Bij voorkeur geschiedt ook deze vrijgave ( instellingen via het
klokprogramma voor minimale tapwatertemperatuur) ook op de
warmere momenten van de dag. (Tussen 10.00 en 18.00 uur).
ä
Let op!
Indien de bovenste sensorbuis wordt gebruikt kan het zijn dat de
temperatuur op de sensor pas na een half uur begint te stijgen.
Om te voorkomen dat de hulpverwarming te snel inschakelt kan
deze tijd worden verlengd (paragraaf : Tijdsinterval controle
stijging tapwatertemp). Stel deze tijd in naar minimaal 45
minuten voor een 200 liter voorraadvat en minimaal 75 minuten
voor een 300 liter voorraadvat.
5.4. CV-instellingen
Om er voor te zorgen dat het toestel stabiel zijn warmte kan
opwekken en afgeven moet er met een aantal zaken rekening
worden gehouden.
Buffering
De vuistregel is dat de warmtepomp zijn minimale vermogen direct
via de afgifte moet kunnen afgeven. Als dit niet het geval is moet
voor iedere kW die niet direct kan worden afgegeven 20 liter
buffering in het systeem worden toegevoegd. Dit kan oa. worden
gerealiseerd door het toepassen van onze 20 of 40 liter buffers /
open verdelers.
Houd hier rekening met afgifte bij een minimale
aanvoertemperatuur.
Instellingen systeempomp (P0)
De instellingen van de interne pomp (P0) moeten worden aangepast
op de installatie/toepassing. Bij toepassing van een CV-buffer dient
het pompbedrijf te worden ingesteld op "interval" of "Continu" (zie
Menustructuur-Circulatiepompinstellingen op pagina 85).

########################################

▶ [OPDRACHTEN]:
1) Hoeveel liter buffering moet volgens de tekst over de warmtepomp worden toegevoegd voor elke kW die niet direct via de afgifte kan worden afgegeven?
2) Herhaal woordelijk het deel van de tekst over de warmtepomp dat begint bij "Houd hier rekening" en doorloopt tot en met "op pagina 85).".

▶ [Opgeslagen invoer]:
########################################

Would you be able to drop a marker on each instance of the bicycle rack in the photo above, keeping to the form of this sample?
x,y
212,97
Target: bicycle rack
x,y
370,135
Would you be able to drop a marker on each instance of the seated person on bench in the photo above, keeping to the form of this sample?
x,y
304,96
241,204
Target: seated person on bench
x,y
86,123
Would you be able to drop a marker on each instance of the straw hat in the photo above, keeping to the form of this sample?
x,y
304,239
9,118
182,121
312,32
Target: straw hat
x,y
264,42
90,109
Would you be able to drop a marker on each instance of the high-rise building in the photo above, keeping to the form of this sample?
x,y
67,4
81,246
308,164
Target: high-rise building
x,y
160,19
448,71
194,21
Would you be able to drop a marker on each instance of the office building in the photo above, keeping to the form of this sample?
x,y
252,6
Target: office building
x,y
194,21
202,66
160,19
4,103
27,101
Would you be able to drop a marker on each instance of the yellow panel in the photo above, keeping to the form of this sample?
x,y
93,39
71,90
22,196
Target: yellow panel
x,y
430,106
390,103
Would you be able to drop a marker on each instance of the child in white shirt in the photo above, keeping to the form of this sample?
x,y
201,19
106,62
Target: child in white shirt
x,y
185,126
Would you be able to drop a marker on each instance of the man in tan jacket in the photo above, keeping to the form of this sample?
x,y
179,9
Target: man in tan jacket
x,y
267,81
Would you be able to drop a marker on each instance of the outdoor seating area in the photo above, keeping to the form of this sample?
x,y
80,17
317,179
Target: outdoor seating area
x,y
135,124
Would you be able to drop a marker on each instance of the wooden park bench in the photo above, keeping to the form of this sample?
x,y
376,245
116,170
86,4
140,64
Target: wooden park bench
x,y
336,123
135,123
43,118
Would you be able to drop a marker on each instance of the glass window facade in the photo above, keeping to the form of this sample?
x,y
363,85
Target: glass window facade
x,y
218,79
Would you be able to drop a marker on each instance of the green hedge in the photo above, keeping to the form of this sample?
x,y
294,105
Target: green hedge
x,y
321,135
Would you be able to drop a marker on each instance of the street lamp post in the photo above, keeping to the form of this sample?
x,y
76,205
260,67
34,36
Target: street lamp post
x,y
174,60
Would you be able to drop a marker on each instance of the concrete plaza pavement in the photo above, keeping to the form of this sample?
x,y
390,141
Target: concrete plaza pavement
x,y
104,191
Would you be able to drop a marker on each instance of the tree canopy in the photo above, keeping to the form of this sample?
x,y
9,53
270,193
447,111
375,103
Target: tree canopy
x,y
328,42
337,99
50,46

########################################

▶ [OPLOSSINGEN]:
1) 20 liter

2)
Houd hier rekening met afgifte bij een minimale
aanvoertemperatuur.
Instellingen systeempomp (P0)
De instellingen van de interne pomp (P0) moeten worden aangepast
op de installatie/toepassing. Bij toepassing van een CV-buffer dient
het pompbedrijf te worden ingesteld op "interval" of "Continu" (zie
Menustructuur-Circulatiepompinstellingen op pagina 85).